_Task to carry out_
Continue the news release on the revised small bus specification from the point where it stops.

begin Selected extract

DPTAC launches revised small bus specification

GOVERNMENT NEWS NETWORK News Release (DPTAC) issued by The Government News Network on 7 November 2007

Issued on behalf of the DPTAC

This afternoon Neil Betteridge, DPTAC Chair, launched the revised Small Bus Specification at the Community Transport Association's Conference at Manchester's GMEX.

The Revised Specification is designed to harmonise standards for buses not used on local services with those used on local services by recommending they too should be low floor. The original guidance, published in 2001, recommended separate specifications for these services. DPTAC did not believe the time was right then to require industry to adopt the higher standards for buses not used on local services. However, the Committee stated its intention to publish new guidance in 2007 with a low floor specification for all small buses. This it has now done.

Launching the revised specification Neil Betteridge said "The case for low floor design is a strong one. In this day and age it should be unacceptable for wheelchair users to require a lift just to board a bus. Recent research published by the Transport Research Laboratory show most disabled people, not just who use a wheelchair, found low floor buses easier to board than those fitted with a lift".

end Selected extract
begin Extracted information

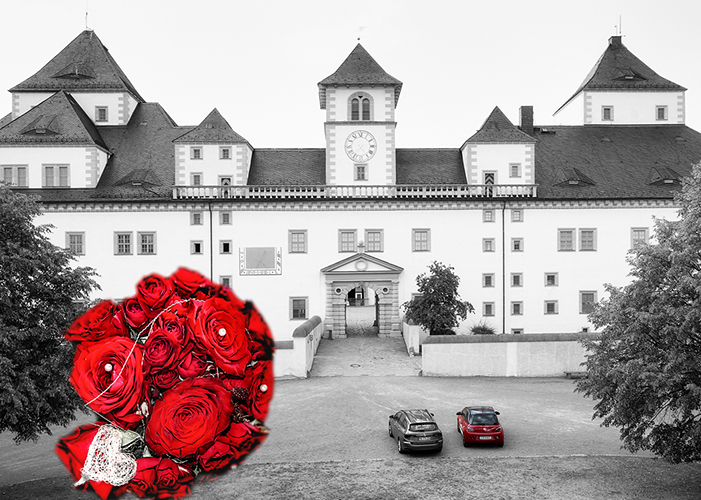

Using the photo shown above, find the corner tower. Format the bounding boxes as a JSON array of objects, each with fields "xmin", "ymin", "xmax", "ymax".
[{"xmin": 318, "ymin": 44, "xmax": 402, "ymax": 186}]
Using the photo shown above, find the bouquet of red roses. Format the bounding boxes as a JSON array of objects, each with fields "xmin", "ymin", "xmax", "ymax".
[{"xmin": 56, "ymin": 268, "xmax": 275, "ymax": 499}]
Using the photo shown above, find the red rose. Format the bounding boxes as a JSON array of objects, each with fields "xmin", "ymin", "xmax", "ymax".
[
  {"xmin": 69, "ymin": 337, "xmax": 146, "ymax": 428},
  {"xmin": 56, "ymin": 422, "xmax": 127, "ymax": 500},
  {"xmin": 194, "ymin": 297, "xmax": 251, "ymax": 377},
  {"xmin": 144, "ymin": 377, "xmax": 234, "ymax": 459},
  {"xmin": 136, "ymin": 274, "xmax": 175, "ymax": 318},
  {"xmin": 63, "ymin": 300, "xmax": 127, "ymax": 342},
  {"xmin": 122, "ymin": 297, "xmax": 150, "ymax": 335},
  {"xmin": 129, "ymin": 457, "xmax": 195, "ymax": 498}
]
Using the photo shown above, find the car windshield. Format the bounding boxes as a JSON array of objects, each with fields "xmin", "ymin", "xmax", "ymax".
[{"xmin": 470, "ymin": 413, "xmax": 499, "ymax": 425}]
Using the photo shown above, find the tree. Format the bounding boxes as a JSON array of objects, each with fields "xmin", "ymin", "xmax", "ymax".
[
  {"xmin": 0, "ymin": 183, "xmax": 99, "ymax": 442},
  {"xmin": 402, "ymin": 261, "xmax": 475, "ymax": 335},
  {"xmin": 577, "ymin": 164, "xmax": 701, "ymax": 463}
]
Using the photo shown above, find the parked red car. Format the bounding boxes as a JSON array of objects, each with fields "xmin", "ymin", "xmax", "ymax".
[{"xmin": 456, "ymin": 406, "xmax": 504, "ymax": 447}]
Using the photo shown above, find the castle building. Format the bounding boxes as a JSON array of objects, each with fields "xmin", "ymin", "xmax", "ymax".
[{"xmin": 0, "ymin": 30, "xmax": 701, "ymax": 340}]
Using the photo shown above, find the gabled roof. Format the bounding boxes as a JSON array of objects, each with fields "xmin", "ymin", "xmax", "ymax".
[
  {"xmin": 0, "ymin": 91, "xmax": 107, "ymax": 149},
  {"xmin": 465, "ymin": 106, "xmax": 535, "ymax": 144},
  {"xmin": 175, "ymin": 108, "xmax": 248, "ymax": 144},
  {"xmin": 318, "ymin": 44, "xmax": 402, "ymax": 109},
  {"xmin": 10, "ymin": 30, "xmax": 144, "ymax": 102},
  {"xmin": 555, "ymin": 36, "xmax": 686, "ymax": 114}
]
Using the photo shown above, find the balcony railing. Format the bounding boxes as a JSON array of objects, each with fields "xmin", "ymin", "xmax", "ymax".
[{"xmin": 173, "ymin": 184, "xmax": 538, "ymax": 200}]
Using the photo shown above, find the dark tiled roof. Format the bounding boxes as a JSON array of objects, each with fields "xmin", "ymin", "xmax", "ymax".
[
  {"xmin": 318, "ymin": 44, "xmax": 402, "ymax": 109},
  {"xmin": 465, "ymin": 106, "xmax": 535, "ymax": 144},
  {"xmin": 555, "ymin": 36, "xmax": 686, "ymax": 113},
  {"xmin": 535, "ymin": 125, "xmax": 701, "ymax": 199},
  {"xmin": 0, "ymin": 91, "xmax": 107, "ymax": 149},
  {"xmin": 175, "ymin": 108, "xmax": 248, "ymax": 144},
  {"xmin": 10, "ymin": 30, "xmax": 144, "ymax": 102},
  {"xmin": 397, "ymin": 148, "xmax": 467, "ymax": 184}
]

end Extracted information
begin Extracted information

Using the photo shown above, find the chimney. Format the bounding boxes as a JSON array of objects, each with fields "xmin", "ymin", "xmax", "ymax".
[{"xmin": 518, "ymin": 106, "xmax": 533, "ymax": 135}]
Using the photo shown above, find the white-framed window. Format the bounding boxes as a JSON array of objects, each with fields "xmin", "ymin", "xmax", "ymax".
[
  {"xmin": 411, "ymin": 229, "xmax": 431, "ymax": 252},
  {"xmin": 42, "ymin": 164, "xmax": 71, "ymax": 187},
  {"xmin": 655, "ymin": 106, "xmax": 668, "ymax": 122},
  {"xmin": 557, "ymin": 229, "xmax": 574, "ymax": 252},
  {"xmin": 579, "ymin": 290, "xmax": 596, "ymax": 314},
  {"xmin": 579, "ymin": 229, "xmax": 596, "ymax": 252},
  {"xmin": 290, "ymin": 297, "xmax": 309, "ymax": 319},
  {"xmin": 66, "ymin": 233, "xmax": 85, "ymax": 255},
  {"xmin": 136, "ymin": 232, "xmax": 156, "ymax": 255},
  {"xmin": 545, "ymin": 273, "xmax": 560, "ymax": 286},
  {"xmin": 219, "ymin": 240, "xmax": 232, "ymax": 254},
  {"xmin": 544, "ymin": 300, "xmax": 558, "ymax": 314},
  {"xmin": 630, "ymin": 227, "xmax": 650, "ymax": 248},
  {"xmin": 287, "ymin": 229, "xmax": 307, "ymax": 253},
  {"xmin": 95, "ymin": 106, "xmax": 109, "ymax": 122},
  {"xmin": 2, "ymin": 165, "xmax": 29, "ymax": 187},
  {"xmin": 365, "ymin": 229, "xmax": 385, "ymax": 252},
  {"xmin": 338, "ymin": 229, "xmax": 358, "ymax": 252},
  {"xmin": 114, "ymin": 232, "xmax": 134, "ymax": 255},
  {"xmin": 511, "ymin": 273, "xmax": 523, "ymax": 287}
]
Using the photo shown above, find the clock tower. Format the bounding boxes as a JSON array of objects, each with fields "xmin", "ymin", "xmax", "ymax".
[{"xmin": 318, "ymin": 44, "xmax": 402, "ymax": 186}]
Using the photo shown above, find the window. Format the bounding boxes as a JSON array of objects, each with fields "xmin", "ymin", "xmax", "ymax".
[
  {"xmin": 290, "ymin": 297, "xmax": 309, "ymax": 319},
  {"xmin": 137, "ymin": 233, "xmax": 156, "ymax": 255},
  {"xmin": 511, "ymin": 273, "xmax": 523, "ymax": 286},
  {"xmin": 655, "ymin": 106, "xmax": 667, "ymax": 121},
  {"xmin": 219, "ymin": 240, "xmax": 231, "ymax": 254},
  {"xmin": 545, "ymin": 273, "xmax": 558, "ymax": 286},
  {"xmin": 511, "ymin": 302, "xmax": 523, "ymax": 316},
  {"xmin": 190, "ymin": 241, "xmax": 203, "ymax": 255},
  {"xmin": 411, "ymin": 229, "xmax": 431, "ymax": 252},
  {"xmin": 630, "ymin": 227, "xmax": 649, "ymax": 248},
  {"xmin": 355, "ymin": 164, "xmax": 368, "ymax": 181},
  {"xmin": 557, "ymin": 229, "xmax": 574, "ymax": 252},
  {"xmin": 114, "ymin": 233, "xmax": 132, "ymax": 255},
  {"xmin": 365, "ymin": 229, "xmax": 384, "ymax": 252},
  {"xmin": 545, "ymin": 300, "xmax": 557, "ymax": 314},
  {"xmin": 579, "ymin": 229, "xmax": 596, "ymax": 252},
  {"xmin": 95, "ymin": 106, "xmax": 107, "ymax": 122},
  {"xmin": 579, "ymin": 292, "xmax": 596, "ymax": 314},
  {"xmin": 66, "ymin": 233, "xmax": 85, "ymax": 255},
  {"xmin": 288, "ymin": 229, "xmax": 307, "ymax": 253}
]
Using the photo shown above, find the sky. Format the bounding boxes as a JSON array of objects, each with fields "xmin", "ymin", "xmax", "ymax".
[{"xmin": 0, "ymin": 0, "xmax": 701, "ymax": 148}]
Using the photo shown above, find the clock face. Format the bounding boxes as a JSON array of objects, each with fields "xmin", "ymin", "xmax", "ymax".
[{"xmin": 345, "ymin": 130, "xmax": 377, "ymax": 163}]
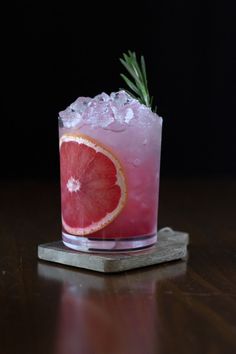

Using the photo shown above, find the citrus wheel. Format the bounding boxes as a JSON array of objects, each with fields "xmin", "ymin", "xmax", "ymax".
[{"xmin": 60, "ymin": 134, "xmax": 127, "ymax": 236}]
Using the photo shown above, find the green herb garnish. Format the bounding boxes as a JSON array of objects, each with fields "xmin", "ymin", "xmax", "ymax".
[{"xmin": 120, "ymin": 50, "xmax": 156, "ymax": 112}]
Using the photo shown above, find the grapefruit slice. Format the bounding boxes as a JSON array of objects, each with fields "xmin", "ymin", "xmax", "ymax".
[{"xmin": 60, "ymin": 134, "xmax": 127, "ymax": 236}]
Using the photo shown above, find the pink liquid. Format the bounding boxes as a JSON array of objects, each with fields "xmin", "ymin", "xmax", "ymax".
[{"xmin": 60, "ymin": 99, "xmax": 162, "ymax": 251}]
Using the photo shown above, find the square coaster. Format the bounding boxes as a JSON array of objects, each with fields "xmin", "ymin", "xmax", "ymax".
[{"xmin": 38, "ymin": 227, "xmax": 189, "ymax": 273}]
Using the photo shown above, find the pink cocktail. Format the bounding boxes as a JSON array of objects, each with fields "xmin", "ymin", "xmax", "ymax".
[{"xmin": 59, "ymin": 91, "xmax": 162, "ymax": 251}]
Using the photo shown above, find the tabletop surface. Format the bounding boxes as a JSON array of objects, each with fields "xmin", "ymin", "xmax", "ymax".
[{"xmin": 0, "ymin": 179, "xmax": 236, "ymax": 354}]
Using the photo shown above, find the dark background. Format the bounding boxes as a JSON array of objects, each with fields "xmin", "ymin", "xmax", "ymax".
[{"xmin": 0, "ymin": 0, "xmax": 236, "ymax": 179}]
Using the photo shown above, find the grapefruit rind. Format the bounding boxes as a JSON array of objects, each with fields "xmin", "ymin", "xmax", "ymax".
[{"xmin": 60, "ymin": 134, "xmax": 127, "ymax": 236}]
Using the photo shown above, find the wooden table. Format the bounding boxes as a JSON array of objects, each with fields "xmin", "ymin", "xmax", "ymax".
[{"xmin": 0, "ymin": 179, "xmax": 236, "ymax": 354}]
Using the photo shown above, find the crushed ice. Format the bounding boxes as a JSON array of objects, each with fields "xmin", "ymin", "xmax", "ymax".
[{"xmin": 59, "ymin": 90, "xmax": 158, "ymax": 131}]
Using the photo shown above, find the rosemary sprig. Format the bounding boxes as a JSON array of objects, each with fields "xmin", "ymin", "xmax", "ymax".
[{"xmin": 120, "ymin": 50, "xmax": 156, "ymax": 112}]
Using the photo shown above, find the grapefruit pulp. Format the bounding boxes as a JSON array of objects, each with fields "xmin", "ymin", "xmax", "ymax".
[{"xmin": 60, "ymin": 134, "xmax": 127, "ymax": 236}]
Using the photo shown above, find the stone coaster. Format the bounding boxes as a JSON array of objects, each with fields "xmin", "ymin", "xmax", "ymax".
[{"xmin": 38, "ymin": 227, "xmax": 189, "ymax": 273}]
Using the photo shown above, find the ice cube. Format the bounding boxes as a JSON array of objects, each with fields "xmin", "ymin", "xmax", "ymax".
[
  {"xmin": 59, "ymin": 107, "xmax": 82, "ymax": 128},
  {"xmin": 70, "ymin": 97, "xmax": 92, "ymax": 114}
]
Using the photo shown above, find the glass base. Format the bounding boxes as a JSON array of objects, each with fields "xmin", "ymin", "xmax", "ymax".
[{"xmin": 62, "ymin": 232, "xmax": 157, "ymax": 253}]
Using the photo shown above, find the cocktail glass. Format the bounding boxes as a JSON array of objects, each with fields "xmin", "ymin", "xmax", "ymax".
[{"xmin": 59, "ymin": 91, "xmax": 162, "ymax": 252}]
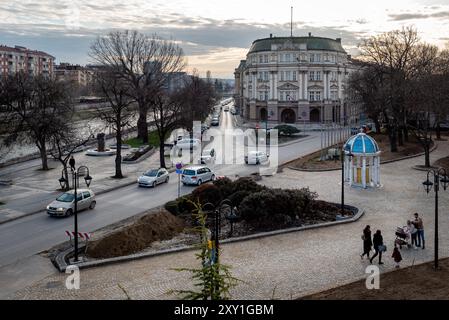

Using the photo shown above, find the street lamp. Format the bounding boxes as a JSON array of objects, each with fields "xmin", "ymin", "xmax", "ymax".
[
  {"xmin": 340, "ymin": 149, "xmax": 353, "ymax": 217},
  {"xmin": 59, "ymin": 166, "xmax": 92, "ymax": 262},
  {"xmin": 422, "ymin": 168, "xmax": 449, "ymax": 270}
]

end Extracted information
begin Extracted information

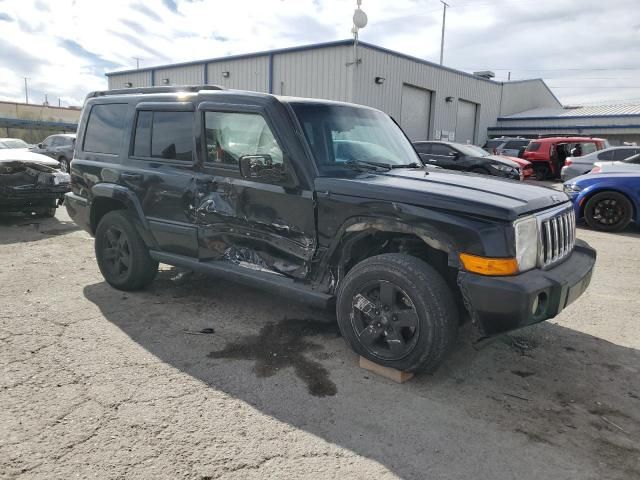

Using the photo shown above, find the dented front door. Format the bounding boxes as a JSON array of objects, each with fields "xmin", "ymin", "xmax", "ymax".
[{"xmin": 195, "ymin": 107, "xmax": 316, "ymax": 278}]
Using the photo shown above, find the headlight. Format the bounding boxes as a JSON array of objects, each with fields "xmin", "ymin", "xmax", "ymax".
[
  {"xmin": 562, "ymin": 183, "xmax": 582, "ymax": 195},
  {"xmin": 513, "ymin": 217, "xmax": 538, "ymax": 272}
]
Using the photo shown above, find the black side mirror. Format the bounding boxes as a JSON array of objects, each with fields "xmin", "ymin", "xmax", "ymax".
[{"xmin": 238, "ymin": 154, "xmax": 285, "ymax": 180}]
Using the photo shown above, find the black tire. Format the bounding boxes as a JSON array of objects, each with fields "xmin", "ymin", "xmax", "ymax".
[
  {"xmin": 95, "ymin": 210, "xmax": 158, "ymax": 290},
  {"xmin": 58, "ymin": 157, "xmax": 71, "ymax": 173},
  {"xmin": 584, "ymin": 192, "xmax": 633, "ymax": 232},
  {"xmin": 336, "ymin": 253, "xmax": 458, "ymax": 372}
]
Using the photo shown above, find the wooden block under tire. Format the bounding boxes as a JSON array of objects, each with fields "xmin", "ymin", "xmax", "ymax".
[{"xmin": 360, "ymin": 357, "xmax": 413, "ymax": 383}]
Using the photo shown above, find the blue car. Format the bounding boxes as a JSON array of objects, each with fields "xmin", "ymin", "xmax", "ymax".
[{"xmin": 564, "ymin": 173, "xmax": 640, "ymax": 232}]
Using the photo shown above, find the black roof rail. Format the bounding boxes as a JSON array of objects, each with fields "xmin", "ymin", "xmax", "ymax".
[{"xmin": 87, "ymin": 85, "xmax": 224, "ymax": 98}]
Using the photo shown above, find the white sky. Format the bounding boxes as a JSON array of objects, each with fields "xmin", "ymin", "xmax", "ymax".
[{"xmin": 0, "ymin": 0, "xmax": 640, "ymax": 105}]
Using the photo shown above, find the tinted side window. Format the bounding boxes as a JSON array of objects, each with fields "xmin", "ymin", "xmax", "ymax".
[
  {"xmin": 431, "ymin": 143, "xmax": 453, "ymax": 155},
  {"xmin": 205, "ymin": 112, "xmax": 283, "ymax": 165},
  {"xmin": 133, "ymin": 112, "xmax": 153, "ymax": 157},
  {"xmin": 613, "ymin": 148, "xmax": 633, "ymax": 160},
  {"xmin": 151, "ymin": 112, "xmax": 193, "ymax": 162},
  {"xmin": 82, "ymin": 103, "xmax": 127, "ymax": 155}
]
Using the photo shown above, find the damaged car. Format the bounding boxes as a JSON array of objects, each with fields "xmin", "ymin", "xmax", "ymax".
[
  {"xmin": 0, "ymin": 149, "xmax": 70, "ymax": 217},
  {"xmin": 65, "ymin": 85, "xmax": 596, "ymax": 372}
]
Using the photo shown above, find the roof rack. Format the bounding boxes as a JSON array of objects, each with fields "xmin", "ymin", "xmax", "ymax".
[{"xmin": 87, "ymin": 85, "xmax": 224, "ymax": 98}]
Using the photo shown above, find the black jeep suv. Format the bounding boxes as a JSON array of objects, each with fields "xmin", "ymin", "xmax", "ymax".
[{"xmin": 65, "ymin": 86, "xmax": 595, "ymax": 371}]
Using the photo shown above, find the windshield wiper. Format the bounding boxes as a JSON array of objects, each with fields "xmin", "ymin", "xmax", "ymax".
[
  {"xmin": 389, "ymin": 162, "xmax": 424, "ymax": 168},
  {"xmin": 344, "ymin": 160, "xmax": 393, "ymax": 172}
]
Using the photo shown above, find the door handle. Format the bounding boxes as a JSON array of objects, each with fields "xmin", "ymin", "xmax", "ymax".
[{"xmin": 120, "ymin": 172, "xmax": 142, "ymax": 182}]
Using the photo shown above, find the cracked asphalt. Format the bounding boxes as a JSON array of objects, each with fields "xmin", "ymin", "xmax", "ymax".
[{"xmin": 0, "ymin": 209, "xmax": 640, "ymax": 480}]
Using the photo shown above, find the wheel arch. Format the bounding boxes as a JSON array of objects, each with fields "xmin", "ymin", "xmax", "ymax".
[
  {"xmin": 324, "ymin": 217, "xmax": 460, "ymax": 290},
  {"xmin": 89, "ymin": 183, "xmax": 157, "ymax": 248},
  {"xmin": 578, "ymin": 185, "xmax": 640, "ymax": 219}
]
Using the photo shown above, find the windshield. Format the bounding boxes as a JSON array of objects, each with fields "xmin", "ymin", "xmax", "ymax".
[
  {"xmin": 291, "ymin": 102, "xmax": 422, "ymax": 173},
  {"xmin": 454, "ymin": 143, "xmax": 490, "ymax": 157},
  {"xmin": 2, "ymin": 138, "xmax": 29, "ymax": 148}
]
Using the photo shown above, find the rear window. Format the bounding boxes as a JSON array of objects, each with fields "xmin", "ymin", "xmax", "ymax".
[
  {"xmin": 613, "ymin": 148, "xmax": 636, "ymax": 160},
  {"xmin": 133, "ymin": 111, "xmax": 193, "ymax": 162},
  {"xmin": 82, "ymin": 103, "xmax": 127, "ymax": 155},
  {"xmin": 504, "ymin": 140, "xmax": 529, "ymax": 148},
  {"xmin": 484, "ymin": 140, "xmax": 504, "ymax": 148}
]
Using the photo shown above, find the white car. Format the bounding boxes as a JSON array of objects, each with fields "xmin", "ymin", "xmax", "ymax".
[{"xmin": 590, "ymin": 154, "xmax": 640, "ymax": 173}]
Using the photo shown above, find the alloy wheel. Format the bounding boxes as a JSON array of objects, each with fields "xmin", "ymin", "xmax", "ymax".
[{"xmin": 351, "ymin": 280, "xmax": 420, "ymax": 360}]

end Extracted information

_Result for this exercise_
Copies of the revised specification are available free of charge from DPTAC, 4/24 Great Minster House, 76 Marsham St, SW1P 4DR or from our website http://www.dptac.gov.uk/

Notes to Editors

1. The Disabled Persons Transport Advisory Committee (DPTAC) was set up under the Transport Act of 1985 to advise Government on the transport needs of all disabled people. It has a maximum of 20 members (of whom at least half must be disabled people), representing a wide range of transport interests. Members are appointed by Ministers and are unpaid, apart from the reimbursement of expenses.